- LISTING -
************
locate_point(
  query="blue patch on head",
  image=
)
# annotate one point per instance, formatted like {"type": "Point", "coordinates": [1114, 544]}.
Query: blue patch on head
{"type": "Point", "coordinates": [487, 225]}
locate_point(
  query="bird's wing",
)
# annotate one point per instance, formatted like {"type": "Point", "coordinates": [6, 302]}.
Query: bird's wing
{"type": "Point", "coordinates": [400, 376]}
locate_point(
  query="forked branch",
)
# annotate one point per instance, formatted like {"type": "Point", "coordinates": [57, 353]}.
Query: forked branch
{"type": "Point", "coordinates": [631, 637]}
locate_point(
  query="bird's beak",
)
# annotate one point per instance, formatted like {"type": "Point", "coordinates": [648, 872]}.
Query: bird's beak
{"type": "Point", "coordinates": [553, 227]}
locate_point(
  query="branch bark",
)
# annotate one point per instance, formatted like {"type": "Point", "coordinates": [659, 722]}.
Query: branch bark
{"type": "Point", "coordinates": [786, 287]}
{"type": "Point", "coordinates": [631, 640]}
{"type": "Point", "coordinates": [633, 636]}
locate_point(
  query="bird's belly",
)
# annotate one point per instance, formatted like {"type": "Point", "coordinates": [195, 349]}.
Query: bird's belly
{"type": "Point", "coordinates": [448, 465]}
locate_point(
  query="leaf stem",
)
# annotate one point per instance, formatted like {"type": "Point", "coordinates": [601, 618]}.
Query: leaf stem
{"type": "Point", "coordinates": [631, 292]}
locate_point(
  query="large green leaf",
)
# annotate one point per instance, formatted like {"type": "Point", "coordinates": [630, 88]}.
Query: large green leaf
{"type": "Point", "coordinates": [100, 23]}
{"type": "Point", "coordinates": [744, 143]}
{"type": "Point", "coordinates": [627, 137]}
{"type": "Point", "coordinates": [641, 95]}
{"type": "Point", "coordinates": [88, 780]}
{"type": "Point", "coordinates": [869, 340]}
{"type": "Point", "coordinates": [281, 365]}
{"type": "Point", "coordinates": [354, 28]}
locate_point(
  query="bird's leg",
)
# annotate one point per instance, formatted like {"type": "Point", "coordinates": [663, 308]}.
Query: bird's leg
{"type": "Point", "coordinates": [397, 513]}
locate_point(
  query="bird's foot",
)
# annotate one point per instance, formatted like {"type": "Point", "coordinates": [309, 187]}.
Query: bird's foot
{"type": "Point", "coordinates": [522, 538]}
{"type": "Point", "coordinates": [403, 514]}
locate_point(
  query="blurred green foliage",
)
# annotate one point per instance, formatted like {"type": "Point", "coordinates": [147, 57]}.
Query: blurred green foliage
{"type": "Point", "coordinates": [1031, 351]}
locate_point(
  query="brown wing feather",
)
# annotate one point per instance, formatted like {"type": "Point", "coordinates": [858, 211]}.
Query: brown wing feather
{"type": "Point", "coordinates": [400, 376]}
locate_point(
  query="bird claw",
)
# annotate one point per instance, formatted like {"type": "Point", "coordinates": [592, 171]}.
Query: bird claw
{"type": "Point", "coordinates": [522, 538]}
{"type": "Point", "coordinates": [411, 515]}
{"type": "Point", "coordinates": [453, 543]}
************
- THE EXERCISE -
Collect every line of the entries that contains the string "branch", treating uppercase and lowercase as different.

- EXPECTED ANSWER -
  query="forked branch",
Query: forked branch
  query="branch bark",
Query: branch bark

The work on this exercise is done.